Page excerpt –
-- start --

This move is to push travelers to book directly with the carrier in order to improve opportunities to upsell travelers into ancillary products and higher classes of service but also to reduce the costs associated with booking through third-party sellers.
Impact On Online Travel Agencies (OTAs)
In a call with investors, American Airlines management disclosed that 83% of all its customers are simply one-time per year customers. Most of those clients are presumed to come through third-party online travel agencies like Expedia. American Airlines has made its ancillary revenue business the most important aspect of its product and has asked all sellers of American Airlines tickets to adopt NDC (New Distribution Capability) to sell buy-ups and add-ons.
There is a chance that OTAs like Expedia who have adopted the tech (which is not yet standardized because of reliability issues) will be one of the chosen few favored travel agencies, but I don’t think that really achieves the airline’s goals. If the intent is to move would-be flyers to book direct, thus improving American’s ability to upsell, reduce competition, and cut costs paid to travel agencies then excluding such a large flow of customers wouldn’t really achieve that goal. If they are aiming for the kind of enclosed system that Southwest has established from the very start of selling tickets online, they’d have to migrate the largest sources to see any demonstrable upside.
A Simple (Impactful) Response
If American wants to disincentivize customers to buy from third parties, OTAs already have a built-in remedy for this. They simply demonstrate that miles won’t be earned for fares on American Airlines. If it so chooses, it might highlight that others do. It might even provide a pop-up that says, “on this fare, you won’t earn miles or status; earn 1,879 miles by choosing Delta for the same price.”
It can also shuffle results when prices are the same as peers to elevate those peers above American. Google already has an icon that shows carry-ons aren’t included for some fares, it would be easy to add the same. I think any affected OTA could argue that they have a duty to show that the fare excludes something standard on other airlines. And I don’t think that those OTAs have any reason to state that booking directly would include miles and status accrual.

-- end --

Source material –
-- start --

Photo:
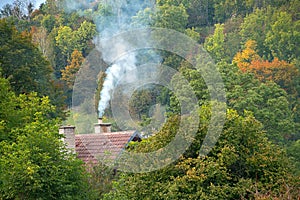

-- end --

What you need to do –
a - According to the American Airlines booking excerpt, what share of the airline's customers are one-time-per-year customers?
b - Continue the American Airlines booking excerpt, starting after its final sentence.

Answers provided –
a - 83%

b -
Do average customers care about miles and points? Not as much as our readership does, however, they also care less about a brand in general. That said, they certainly don’t want to get less for the same price. American might have to drop its fares a few dollars in order to stand out from the pack. This doesn’t help its quest to save money as US airlines pay on average $0-3/roundtrip on most coach itineraries which it would then sacrifice to maintain a price advantage and appear first on results.
For those keeping score at home, even Spirit Airlines awards Free Spirit miles on its fares sold on OTAs.
Conclusion
American continues to innovate but in this particular instance, the goal of reducing its cost of sale may come at some significant loss of revenue. The most beguiling part of this model is that the only significantly profitable aspect of the carrier’s operation is the loyalty program and it’s not close. One would wisely presume that getting as many new members engaged in the program as possible would encourage at least some of them to continue to build their balances and fly American again. This is more short-sighted cost cutting that American management might think leads to a golden row of profitability like reducing business class amenity kits to cardboard boxes. But as Delta Air Lines has demonstrated quarter after quarter, the adage “you can’t cut your way to profitability” is true in the airline business as well.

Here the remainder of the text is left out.